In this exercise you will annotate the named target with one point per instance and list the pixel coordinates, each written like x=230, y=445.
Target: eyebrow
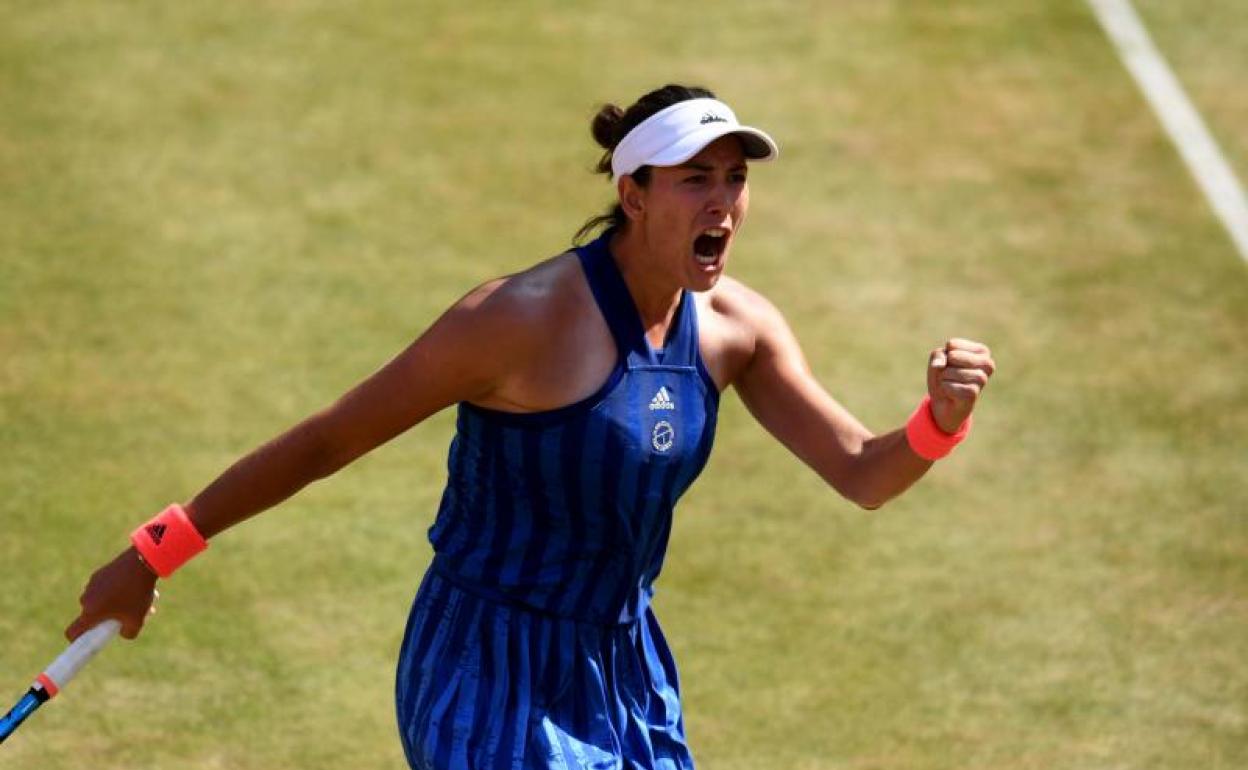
x=708, y=169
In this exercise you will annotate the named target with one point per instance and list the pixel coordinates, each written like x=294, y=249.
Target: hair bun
x=605, y=126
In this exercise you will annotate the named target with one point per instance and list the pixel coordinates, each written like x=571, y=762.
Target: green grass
x=216, y=219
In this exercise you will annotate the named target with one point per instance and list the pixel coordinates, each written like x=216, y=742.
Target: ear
x=632, y=197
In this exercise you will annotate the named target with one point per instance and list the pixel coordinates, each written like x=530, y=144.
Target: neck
x=654, y=292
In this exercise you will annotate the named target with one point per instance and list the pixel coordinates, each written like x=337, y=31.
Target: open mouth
x=710, y=245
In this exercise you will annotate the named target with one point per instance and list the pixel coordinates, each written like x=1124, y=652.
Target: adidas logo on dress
x=662, y=401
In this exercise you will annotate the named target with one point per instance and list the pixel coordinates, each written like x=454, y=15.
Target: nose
x=721, y=199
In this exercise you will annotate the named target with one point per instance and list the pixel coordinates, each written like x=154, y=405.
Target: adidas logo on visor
x=662, y=401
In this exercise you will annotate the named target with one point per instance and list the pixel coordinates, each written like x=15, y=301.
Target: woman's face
x=690, y=214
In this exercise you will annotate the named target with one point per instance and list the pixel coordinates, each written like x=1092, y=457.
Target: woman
x=531, y=642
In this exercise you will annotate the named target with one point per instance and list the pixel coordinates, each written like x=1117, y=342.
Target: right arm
x=444, y=366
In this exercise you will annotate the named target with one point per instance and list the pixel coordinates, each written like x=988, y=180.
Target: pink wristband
x=926, y=438
x=167, y=540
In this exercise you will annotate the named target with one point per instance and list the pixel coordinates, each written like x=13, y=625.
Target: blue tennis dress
x=532, y=643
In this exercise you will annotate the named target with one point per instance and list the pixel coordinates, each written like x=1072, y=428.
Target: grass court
x=216, y=217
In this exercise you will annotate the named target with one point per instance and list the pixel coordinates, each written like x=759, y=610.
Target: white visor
x=675, y=134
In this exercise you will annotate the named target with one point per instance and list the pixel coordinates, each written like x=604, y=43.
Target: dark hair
x=610, y=125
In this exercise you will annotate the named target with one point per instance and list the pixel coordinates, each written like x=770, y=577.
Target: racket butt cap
x=49, y=687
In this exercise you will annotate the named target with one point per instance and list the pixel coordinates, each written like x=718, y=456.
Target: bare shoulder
x=548, y=287
x=539, y=328
x=735, y=322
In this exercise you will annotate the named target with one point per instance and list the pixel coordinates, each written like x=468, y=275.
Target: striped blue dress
x=532, y=643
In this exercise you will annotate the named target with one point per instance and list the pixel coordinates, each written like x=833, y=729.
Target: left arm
x=779, y=389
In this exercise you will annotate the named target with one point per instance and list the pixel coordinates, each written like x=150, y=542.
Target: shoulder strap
x=682, y=347
x=612, y=296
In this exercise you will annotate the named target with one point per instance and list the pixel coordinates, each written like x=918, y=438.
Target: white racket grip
x=78, y=654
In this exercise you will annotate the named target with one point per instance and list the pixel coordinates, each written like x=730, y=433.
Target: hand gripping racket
x=55, y=677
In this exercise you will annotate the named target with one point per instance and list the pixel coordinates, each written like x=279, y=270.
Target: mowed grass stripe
x=227, y=215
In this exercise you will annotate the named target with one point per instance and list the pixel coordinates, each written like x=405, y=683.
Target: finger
x=971, y=361
x=960, y=391
x=961, y=343
x=957, y=375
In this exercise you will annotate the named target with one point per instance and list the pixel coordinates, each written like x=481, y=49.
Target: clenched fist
x=956, y=375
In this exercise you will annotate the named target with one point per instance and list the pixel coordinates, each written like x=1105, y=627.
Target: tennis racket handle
x=78, y=654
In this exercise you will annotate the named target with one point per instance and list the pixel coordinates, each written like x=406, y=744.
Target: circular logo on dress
x=663, y=436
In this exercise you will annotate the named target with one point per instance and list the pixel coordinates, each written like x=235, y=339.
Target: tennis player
x=588, y=389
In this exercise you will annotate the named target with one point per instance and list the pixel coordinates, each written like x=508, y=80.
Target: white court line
x=1183, y=124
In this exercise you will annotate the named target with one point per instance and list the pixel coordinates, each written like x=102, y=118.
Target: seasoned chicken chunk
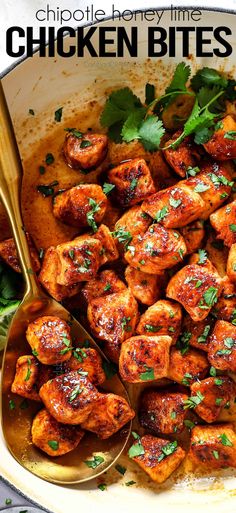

▶ _TRY IT_:
Return, exactly and without extra lines, everything from the line with "Target: hand gripping racket" through the last line of the material above, both included. Pictures must be dropped.

▶ _RESULT OF THE TASK_:
Target: hand gripping racket
x=55, y=677
In this exercise you will annotate the named target with one point per instance and list the pixel coordinates, each written like x=279, y=270.
Target: mowed grass stripe
x=227, y=215
In this exercise you will annotate the named target with one point per instance and list the pixel coordinates, each written like x=405, y=683.
Target: finger
x=971, y=361
x=960, y=391
x=961, y=343
x=957, y=375
In this exercise you will annotate the named target with one point per instance and list the pixel coordinates, each written like x=481, y=49.
Target: clenched fist
x=956, y=375
In this exercise you will annotate the named target with one point per instance and list the pixel coordinates, each written like x=1105, y=627.
Target: tennis racket handle
x=78, y=654
In this exercise you will annotate the named target with one point per instance and list the pixel coordinates, each written like x=406, y=744.
Target: circular logo on dress
x=663, y=436
In this exercise you will annotate the named target with one point per instance and list the pixel coordinates, each written like x=235, y=339.
Target: tennis player
x=588, y=389
In this exercise you will annotate the named target with one point per instance and list the pixel coordinates, each written like x=508, y=80.
Target: white court line
x=1183, y=124
In this exercise you will annotate the named target with one point per instance and list the pixel coordinates, each written like x=102, y=118.
Target: seasoned chicken chunk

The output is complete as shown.